- [What you are asked to do]: An exact copy of every entry is the required answer.

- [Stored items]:
───

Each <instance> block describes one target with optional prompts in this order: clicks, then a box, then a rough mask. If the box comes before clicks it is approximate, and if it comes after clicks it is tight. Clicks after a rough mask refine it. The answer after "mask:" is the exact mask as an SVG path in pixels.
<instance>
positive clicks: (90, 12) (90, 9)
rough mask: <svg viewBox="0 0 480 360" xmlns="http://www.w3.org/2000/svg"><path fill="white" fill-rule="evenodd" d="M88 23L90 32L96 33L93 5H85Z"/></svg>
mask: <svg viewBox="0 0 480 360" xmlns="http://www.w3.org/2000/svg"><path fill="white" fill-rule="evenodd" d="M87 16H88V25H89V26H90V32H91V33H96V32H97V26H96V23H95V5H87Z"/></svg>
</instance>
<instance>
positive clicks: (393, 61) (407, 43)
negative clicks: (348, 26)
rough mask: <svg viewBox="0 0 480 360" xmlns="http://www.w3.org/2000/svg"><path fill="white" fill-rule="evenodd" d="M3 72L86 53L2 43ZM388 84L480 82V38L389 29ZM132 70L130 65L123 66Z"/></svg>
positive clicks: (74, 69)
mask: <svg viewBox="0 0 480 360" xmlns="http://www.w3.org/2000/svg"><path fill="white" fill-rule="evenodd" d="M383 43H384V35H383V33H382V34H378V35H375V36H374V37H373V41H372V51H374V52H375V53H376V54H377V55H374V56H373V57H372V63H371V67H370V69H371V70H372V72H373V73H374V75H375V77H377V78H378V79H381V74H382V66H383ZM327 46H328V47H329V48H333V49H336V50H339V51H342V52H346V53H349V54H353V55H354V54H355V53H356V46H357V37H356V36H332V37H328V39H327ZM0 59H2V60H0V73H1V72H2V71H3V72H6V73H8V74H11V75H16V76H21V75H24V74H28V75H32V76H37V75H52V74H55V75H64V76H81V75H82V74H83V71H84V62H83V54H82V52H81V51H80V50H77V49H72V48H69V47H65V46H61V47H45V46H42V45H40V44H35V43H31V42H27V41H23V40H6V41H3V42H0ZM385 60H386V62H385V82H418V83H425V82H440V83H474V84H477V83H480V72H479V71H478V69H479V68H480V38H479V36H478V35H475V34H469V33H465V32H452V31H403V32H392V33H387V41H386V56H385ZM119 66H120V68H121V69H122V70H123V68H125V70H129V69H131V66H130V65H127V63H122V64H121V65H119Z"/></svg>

───

- [Solution to this problem]:
Each <instance> block describes one target with optional prompts in this order: clicks, then a box, then a rough mask. If the box comes before clicks it is approximate, and if it comes after clicks it is tight. Clicks after a rough mask refine it. The answer after "mask:" is the exact mask as an SVG path in pixels.
<instance>
positive clicks: (90, 12) (90, 9)
rough mask: <svg viewBox="0 0 480 360" xmlns="http://www.w3.org/2000/svg"><path fill="white" fill-rule="evenodd" d="M88 23L90 32L96 33L93 5H85Z"/></svg>
mask: <svg viewBox="0 0 480 360" xmlns="http://www.w3.org/2000/svg"><path fill="white" fill-rule="evenodd" d="M87 16H88V25H89V26H90V32H91V33H96V32H97V26H96V23H95V5H87Z"/></svg>
</instance>
<instance>
positive clicks: (393, 61) (407, 43)
negative clicks: (348, 26)
rough mask: <svg viewBox="0 0 480 360" xmlns="http://www.w3.org/2000/svg"><path fill="white" fill-rule="evenodd" d="M3 72L86 53L2 43ZM388 84L480 82V38L389 29ZM132 70L130 65L123 66Z"/></svg>
positive clicks: (74, 69)
mask: <svg viewBox="0 0 480 360" xmlns="http://www.w3.org/2000/svg"><path fill="white" fill-rule="evenodd" d="M383 43H384V35H383V33H382V34H378V35H375V36H374V37H373V41H372V51H374V52H375V53H376V54H377V55H374V56H373V57H372V63H371V67H370V69H371V70H372V72H373V73H374V75H375V77H377V78H378V79H381V74H382V66H383ZM327 46H328V47H329V48H333V49H336V50H339V51H342V52H346V53H349V54H353V55H354V54H355V53H356V46H357V37H356V36H332V37H328V39H327ZM0 59H2V60H0V73H1V72H2V71H3V72H6V73H8V74H11V75H16V76H21V75H24V74H28V75H32V76H37V75H52V74H55V75H64V76H81V75H82V74H83V71H84V62H83V54H82V52H81V51H80V50H77V49H72V48H69V47H65V46H61V47H45V46H42V45H40V44H35V43H31V42H27V41H23V40H6V41H3V42H0ZM385 60H386V62H385V82H418V83H425V82H440V83H474V84H477V83H480V72H479V71H478V69H479V68H480V38H479V36H478V35H475V34H469V33H465V32H452V31H403V32H392V33H387V41H386V56H385ZM119 66H120V68H121V69H122V70H123V68H125V70H129V69H131V66H130V65H127V63H122V64H121V65H119Z"/></svg>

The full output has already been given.